**WORK ORDER 1:**
Answer these questions about the A/B test interview prompt:
(a) Which company is the prompt listed under?
(b) In which interview round is it asked?
(c) Which column is CUPED to be applied with?
**WORK ORDER 2:** List every type of plot the A/B test interview prompt asks for to support the findings.
**WORK ORDER 3:** Pick up the A/B test interview prompt where it stops and keep writing it.

**TEXT UNDER STUDY:**
== == ==

Analyze A/B test with rigorous diagnostics
Company: Airbnb
Role: Data Scientist
Category: Analytics & Experimentation
Difficulty: hard
Interview Round: Technical Screen
You receive experiment.csv with columns: user_id, variant ∈ {A,B}, assign_ts (UTC), saw_treatment (0/1), country, device, pre_metric (baseline), active_minutes_d7, paid_d7 (0/1), revenue_d7, sessions_d7, crashes_d7. Using Python, do the following live: (1) verify randomization via covariate balance tests and visualizations; (2) define and justify the primary metric and guardrails; (3) compute ITT for the primary metric with 95% CIs using both analytic (CLT with cluster-robust SE at user level) and bootstrap; (4) apply CUPED using pre_metric and report variance reduction; (5) handle noncompliance by estimating CACE via 2SLS (variant→saw_treatment as instrument), and discuss IV assumptions and diagnostics; (6) check heterogeneity by country and device with multiple-testing control (e.g., BH); (7) assess power and MDE given observed variance and sample size; (8) evaluate sequential peeking risk and show how a spending function or alpha-adjusted boundary would change conclusions; (9) produce plots (ECDFs, quantile treatment effects, covariate-binned effects) to support findings; (10) recommend ship/no-ship and call out the top two residual risks.

== == ==

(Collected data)
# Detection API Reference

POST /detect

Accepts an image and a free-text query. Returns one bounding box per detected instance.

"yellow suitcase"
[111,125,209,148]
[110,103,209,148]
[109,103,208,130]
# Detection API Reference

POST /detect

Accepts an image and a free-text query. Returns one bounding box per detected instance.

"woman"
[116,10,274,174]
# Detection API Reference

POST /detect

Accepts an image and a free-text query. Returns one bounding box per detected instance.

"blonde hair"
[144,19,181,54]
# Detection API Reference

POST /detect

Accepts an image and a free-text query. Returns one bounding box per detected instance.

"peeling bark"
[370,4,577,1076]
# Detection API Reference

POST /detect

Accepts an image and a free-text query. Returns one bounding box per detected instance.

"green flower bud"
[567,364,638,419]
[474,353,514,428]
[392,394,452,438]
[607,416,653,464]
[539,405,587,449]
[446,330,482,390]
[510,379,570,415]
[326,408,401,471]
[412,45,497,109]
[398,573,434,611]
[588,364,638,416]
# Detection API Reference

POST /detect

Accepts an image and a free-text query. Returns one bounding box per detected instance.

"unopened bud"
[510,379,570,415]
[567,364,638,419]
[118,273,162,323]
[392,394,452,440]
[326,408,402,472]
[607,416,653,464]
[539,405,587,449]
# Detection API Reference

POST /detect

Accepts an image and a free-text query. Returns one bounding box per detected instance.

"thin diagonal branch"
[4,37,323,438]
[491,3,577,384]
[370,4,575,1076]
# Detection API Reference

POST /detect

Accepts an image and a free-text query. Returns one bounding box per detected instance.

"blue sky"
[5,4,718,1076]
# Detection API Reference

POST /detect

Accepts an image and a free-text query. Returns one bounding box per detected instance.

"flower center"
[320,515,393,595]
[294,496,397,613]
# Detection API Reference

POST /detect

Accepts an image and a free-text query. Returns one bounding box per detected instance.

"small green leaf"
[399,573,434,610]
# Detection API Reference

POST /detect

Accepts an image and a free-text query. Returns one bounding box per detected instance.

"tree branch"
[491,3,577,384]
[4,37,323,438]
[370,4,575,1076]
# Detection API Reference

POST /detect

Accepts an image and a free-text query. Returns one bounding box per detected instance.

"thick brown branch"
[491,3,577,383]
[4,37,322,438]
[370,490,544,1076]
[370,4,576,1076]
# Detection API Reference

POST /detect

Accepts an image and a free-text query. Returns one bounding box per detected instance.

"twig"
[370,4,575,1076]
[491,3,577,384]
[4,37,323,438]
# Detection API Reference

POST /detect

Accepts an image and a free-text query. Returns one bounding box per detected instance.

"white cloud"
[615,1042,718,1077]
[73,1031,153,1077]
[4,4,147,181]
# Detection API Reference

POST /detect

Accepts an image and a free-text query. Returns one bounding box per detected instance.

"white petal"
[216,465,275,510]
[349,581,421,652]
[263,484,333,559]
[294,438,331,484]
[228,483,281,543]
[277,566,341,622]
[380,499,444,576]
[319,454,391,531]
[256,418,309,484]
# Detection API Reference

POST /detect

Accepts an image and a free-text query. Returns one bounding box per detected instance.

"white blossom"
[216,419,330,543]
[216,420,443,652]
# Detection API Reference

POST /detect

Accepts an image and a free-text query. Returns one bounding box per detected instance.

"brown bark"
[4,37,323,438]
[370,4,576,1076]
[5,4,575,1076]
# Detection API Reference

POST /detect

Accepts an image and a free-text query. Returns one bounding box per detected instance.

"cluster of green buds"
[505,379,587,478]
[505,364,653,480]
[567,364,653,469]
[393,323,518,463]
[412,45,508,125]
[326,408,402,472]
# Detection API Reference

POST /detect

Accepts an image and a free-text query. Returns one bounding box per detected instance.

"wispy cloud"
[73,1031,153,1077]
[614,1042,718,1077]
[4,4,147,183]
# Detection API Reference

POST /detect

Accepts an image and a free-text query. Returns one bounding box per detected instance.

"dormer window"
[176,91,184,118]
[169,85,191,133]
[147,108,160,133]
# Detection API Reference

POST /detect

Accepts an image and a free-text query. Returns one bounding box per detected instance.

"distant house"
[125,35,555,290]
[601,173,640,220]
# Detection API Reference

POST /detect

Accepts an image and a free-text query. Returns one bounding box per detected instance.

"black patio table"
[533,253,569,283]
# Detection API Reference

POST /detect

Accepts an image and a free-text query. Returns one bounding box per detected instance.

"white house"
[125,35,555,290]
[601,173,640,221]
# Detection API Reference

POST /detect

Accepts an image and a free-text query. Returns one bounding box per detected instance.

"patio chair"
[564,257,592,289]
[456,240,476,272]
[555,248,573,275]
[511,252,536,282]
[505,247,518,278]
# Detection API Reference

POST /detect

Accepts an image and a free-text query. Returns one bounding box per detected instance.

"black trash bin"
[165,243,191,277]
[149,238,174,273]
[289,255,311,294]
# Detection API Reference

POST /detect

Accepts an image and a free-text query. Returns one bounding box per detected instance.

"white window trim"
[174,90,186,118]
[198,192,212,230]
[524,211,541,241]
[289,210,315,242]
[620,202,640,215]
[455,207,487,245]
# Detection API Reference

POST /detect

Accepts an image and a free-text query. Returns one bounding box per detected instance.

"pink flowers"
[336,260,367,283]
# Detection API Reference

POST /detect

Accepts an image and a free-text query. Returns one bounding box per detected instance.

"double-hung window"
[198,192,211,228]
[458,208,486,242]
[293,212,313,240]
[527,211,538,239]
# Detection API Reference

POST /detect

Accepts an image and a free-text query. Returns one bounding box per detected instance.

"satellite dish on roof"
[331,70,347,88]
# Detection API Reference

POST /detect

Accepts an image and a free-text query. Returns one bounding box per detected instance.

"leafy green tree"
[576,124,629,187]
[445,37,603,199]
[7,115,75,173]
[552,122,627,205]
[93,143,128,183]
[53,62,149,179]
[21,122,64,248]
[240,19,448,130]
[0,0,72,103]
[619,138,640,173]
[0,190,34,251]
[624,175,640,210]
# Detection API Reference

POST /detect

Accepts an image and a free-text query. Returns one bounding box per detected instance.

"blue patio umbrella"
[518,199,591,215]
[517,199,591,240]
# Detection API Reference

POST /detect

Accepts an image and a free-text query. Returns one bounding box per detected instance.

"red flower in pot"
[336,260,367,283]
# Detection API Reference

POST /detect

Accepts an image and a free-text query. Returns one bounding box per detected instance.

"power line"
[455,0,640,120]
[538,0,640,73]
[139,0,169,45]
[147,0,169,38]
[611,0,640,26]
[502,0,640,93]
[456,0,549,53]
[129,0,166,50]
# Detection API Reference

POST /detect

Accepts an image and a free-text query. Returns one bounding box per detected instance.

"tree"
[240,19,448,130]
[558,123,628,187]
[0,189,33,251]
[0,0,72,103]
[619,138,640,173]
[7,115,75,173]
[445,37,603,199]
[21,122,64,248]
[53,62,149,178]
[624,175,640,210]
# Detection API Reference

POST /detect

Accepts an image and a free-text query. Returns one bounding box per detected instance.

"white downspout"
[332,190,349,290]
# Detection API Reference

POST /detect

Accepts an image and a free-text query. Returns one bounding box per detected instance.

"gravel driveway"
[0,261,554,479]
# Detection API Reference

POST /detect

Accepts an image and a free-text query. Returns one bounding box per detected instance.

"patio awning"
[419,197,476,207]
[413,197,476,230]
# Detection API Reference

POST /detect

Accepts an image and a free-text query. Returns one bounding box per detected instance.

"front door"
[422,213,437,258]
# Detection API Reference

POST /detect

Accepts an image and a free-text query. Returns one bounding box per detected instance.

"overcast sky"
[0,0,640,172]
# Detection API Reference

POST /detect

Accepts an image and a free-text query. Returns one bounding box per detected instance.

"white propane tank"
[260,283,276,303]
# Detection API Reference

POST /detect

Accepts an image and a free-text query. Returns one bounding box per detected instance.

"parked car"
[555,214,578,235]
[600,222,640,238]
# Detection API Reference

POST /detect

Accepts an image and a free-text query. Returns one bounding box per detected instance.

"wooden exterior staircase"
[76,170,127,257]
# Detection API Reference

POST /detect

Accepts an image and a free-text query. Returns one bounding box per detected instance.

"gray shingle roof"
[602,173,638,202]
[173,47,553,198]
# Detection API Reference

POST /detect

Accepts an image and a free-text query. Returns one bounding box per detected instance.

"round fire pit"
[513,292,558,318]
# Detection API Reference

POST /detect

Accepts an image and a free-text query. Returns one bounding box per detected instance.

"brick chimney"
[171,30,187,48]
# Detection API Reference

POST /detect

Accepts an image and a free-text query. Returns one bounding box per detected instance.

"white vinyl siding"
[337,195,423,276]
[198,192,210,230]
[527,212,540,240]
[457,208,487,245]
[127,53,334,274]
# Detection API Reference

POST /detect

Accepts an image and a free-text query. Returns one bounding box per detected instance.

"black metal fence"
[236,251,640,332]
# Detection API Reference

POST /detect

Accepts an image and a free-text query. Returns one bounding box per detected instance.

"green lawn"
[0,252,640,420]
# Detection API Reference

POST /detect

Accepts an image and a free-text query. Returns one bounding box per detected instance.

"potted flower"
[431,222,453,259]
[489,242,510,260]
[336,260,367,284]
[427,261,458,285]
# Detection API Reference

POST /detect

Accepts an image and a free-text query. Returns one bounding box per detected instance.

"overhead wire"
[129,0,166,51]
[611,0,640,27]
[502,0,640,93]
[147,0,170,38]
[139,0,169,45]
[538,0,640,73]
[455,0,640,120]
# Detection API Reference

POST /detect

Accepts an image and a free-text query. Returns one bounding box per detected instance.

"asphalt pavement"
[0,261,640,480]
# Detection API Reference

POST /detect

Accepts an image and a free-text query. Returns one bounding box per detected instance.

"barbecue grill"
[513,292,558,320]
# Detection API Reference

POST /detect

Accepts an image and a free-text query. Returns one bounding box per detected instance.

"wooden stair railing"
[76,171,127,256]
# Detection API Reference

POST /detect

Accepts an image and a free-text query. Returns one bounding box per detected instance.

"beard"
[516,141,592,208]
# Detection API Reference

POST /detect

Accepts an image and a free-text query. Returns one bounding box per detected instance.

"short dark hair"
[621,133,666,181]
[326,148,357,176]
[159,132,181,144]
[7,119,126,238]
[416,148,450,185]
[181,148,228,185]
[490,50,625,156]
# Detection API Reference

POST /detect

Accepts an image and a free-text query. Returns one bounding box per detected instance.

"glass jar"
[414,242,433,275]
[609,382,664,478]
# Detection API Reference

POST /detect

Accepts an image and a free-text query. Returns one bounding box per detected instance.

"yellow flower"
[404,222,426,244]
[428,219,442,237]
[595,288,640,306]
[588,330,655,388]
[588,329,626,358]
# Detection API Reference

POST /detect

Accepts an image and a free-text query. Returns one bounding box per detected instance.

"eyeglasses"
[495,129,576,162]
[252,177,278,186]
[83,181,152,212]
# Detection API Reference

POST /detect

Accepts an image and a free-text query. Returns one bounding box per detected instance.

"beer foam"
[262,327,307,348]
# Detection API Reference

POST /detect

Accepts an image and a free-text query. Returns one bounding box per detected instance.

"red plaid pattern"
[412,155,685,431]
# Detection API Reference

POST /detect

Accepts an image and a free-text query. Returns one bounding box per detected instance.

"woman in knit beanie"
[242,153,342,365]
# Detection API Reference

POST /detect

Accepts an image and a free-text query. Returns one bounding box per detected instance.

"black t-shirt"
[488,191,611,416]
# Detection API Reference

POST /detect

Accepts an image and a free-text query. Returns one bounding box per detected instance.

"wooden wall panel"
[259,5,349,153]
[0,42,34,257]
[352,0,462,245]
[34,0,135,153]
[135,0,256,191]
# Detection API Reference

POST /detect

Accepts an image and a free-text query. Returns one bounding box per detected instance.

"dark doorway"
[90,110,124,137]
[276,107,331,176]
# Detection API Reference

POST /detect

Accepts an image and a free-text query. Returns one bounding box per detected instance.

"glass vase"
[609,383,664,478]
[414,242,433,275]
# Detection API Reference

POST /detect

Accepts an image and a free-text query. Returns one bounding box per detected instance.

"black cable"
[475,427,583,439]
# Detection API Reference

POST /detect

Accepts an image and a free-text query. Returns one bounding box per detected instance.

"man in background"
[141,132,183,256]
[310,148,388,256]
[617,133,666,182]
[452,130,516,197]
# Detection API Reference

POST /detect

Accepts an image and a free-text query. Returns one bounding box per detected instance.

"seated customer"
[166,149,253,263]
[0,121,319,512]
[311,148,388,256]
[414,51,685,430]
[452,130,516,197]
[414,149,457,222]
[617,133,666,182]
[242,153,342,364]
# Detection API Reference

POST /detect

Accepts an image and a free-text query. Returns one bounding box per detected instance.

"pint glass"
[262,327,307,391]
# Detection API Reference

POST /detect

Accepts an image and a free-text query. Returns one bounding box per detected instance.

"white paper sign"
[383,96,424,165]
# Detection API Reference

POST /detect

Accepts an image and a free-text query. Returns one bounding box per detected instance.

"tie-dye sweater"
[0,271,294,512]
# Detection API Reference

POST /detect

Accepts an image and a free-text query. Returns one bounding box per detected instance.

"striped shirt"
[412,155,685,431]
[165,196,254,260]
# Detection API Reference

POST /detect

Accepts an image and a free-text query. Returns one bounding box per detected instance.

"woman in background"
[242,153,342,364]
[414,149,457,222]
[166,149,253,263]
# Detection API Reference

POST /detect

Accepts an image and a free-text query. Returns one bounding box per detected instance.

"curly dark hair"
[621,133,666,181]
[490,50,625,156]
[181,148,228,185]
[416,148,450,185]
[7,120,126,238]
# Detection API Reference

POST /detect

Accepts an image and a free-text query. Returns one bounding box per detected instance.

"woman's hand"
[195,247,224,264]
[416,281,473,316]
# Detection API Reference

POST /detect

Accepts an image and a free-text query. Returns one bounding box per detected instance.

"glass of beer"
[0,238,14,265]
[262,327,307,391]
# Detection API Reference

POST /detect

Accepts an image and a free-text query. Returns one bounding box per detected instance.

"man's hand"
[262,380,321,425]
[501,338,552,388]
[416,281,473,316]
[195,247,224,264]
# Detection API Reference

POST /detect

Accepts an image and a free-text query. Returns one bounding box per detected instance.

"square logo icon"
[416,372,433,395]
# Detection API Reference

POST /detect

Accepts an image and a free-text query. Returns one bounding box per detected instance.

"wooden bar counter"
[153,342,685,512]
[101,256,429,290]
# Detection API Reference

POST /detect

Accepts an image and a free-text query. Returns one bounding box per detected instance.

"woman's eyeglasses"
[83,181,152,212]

== == ==

**EXERCISE OUTPUT 1:**
(a) Airbnb
(b) Technical Screen
(c) pre_metric

**EXERCISE OUTPUT 2:** ECDFs, quantile treatment effects, covariate-binned effects

**EXERCISE OUTPUT 3:**
Quick Answer: This question evaluates a data scientist's competency in experimental design and rigorous A/B test analysis, including covariate balance checks, primary metric definition and guardrails, intent-to-treat estimation with analytic and bootstrap confidence intervals, variance reduction via CUPED, instrumental-variable estimation for CACE (2SLS), subgroup heterogeneity with multiple-testing control, power/MDE assessment, sequential testing diagnostics, and visualization of treatment effects. Commonly asked in Analytics & Experimentation interviews, it assesses both conceptual understanding of causal inference and statistical diagnostics and practical application skills in implementing robust A/B test analyses and interpreting diagnostic outputs, with the domain focused on applied experimentation and the level of abstraction spanning conceptual understanding and hands-on practical application.